Please reproduce all of the lines below, word for word and in full.

*Data for processing*.

+--

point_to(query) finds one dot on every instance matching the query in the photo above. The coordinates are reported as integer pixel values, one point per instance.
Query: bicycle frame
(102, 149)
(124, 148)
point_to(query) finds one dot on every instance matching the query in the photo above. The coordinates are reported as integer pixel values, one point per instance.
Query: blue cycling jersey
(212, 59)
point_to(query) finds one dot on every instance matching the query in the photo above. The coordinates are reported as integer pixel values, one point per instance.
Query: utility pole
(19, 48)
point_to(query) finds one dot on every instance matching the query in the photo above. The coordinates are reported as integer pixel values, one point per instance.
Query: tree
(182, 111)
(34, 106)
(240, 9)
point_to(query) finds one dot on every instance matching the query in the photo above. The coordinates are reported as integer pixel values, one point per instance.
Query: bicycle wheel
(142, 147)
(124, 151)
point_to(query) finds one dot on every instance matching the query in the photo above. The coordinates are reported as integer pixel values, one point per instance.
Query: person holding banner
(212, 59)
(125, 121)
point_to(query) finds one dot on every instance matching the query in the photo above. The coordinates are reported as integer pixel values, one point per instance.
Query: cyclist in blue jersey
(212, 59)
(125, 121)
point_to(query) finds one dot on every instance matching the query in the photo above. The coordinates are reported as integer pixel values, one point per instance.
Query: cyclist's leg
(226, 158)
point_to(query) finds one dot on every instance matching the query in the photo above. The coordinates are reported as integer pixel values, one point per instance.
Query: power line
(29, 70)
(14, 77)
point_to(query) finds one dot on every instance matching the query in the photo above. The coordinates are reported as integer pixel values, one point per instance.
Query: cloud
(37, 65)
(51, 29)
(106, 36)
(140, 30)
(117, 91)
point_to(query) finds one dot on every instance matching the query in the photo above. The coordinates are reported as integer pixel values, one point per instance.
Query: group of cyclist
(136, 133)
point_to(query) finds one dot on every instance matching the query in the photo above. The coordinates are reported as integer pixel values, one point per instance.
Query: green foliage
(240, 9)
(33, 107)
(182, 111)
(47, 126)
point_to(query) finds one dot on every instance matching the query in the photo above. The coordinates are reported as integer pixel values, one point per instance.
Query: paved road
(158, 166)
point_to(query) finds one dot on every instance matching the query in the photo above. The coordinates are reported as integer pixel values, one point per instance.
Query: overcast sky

+--

*Exercise solution*.
point_to(query) finds one dot on every instance matching the query in the photo above. The coordinates are reported as integer pixel values, one point per instance.
Query: bicycle frame
(102, 149)
(124, 148)
point_to(query) finds one dot on every instance matching the query in the photo above. The coordinates are reported as integer pixel values, one point per instance.
Query: blue cycling jersey
(212, 59)
point_to(query) finds one dot on every instance matching the query in the photo above. The coordinates are reported as integer pixel values, one point per instance.
Query: utility pole
(19, 48)
point_to(query) finds one dot on every instance matching the query in the photo above. The coordinates are reported as integer pixel values, one point per instance.
Query: tree
(182, 111)
(34, 106)
(240, 9)
point_to(query) finds one dot on every instance matching the query in the photo above. The coordinates are reported as integer pixel values, one point per instance.
Query: bicycle wheel
(142, 147)
(124, 151)
point_to(query) finds one dot on every instance matching the query in the photo above. The coordinates are reported as integer pixel values, one point per instance.
Query: person holding banner
(212, 59)
(125, 121)
point_to(query) finds one dot on every instance matching the query in the photo above. The coordinates are reported as integer pixel values, one point per instance.
Query: cyclist in blue jersey
(212, 59)
(125, 121)
point_to(query) finds one dot on every instance matching the query in the photo above. The coordinates are reported as integer pixel values, one point per instance.
Query: cyclist's leg
(226, 158)
point_to(query) finds one dot on every instance matching the query in the photo above. The coordinates are reported as integer pixel values, one point per instance.
Query: power line
(29, 70)
(14, 77)
point_to(query) finds one dot on every instance matching the query in the photo above. The coordinates are reported as integer pixel values, one point per instance.
Query: cloud
(37, 65)
(51, 29)
(106, 36)
(140, 30)
(117, 91)
point_to(query) finds one dot on every instance matching the query in the photo above. The coordinates are reported as integer pixel values, one point per instance.
Query: group of cyclist
(136, 133)
point_to(query) finds one dot on every instance matching the query in the photo above. The coordinates are reported as integer pixel values, one point per instance.
Query: green foliage
(240, 9)
(33, 107)
(182, 111)
(47, 126)
point_to(query) finds one dot on every instance matching the query in the photo above. The coordinates are reported as integer pixel values, one point per instance.
Query: paved road
(158, 166)
point_to(query) finds one dot on every instance matching the query in the photo above. The coordinates are reported as integer pixel values, one point per instance.
Query: overcast sky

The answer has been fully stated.